§ **REQUIRED WORK**: Pick out and copy every line below that has the word "instance".

○ ○ ○

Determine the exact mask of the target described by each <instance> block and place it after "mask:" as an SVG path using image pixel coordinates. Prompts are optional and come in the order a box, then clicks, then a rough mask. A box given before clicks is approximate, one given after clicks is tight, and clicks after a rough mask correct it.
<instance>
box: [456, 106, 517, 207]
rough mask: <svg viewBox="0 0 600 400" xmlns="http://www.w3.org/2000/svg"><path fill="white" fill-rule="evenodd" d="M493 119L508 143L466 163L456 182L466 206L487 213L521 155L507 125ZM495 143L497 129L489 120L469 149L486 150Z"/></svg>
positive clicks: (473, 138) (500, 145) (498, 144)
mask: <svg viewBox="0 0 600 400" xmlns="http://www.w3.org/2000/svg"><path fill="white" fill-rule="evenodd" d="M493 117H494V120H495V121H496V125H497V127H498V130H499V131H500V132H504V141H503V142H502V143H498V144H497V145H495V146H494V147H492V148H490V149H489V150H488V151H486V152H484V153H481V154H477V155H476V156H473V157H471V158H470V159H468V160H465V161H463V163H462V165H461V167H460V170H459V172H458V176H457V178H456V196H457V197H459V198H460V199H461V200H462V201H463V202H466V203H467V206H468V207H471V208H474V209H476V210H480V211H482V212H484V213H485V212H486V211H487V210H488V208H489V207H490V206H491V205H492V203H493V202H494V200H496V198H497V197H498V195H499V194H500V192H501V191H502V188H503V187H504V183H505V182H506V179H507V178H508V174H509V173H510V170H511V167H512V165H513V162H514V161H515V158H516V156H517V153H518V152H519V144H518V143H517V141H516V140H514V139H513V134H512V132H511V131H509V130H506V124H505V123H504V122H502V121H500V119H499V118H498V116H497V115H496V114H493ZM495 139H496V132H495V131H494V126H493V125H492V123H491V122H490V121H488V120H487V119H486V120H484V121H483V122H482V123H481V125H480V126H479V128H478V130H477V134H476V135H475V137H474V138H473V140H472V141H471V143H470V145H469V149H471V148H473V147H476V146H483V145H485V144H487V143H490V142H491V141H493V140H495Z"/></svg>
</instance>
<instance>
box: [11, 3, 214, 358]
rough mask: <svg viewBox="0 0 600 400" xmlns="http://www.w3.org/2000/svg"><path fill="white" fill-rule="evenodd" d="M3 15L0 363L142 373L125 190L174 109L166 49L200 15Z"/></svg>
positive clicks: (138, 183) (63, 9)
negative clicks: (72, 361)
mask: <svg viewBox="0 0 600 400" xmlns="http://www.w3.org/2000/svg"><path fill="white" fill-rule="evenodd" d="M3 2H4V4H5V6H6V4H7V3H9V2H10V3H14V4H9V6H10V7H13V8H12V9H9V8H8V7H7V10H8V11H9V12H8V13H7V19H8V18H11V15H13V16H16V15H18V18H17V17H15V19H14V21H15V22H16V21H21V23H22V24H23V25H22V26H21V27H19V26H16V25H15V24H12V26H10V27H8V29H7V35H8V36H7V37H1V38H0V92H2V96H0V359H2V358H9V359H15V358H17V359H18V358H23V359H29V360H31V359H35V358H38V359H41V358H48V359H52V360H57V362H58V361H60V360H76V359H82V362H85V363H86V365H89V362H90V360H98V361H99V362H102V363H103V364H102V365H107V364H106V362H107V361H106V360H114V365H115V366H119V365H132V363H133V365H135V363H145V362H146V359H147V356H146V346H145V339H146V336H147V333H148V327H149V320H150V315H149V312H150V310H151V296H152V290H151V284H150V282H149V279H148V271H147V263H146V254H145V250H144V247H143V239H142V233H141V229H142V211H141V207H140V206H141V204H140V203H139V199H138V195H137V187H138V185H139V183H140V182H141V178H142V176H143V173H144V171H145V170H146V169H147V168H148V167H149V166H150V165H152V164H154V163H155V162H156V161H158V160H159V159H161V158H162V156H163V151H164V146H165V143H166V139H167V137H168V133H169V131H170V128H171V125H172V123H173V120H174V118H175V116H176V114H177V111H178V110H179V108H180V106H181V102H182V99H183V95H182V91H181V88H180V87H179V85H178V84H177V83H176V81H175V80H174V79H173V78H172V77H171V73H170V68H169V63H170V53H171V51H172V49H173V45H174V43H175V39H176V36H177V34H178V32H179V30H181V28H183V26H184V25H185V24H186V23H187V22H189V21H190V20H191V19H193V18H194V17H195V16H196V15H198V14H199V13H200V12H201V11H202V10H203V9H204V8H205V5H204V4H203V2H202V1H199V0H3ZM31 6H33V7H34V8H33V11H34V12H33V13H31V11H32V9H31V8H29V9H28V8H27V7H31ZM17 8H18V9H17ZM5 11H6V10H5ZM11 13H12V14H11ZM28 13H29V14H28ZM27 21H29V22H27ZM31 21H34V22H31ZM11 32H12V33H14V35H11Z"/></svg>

○ ○ ○

§ **WRITTEN RESPONSE**:
Determine the exact mask of the target described by each <instance> block and place it after "mask:" as an SVG path using image pixel coordinates. Prompts are optional and come in the order a box, then clicks, then a rough mask. A box given before clicks is approximate, one given after clicks is tight, and clicks after a rough mask correct it.
<instance>
</instance>
<instance>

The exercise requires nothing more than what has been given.